### Stated task
Please locate every line in the data below that contains the string "skier" and copy each of those lines. Matching is case-sensitive.

### Material supplied
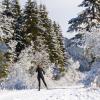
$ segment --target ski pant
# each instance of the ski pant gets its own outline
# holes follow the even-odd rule
[[[39,91],[40,91],[40,87],[41,87],[41,79],[42,79],[42,81],[43,81],[43,83],[44,83],[44,85],[45,85],[45,87],[47,88],[47,84],[46,84],[46,82],[45,82],[45,80],[44,80],[44,77],[37,77],[37,79],[38,79],[38,86],[39,86]]]

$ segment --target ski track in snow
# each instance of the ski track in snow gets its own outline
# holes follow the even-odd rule
[[[0,100],[100,100],[100,89],[70,86],[49,90],[0,90]]]

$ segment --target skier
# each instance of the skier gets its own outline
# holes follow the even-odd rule
[[[43,74],[45,74],[45,72],[44,72],[43,68],[40,65],[37,66],[36,72],[38,73],[37,74],[37,79],[38,79],[38,83],[39,83],[39,89],[38,90],[40,91],[41,79],[42,79],[45,87],[48,89],[47,84],[46,84],[45,79],[44,79],[44,76],[43,76]]]

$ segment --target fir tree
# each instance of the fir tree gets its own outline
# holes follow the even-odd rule
[[[21,50],[25,48],[25,45],[22,42],[24,38],[22,33],[23,15],[21,12],[19,0],[12,0],[11,6],[12,6],[13,17],[14,17],[14,22],[13,22],[14,34],[12,39],[17,42],[15,53],[17,56],[16,58],[18,58]]]
[[[38,16],[38,6],[37,3],[31,0],[28,0],[24,9],[24,25],[23,25],[23,33],[24,33],[24,43],[26,46],[34,43],[34,47],[37,45],[37,36],[40,35],[39,30],[39,16]]]
[[[60,29],[60,26],[56,24],[56,22],[53,23],[54,32],[56,33],[56,53],[58,57],[56,58],[58,60],[59,66],[61,66],[61,70],[64,70],[64,66],[66,64],[65,61],[65,49],[64,49],[64,43],[63,43],[63,37],[62,32]]]
[[[69,31],[80,31],[97,28],[100,23],[100,1],[99,0],[84,0],[79,7],[85,7],[78,17],[72,18],[69,21]]]

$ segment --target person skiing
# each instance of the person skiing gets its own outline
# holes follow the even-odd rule
[[[44,72],[43,68],[42,68],[40,65],[37,66],[36,72],[38,73],[38,74],[37,74],[38,87],[39,87],[38,90],[40,91],[41,79],[42,79],[42,81],[43,81],[45,87],[48,89],[47,84],[46,84],[45,79],[44,79],[44,76],[43,76],[43,74],[45,74],[45,72]]]

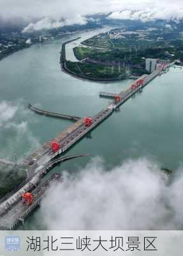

### Result below
$ segment --target skier
# each instance of the skier gets its own outline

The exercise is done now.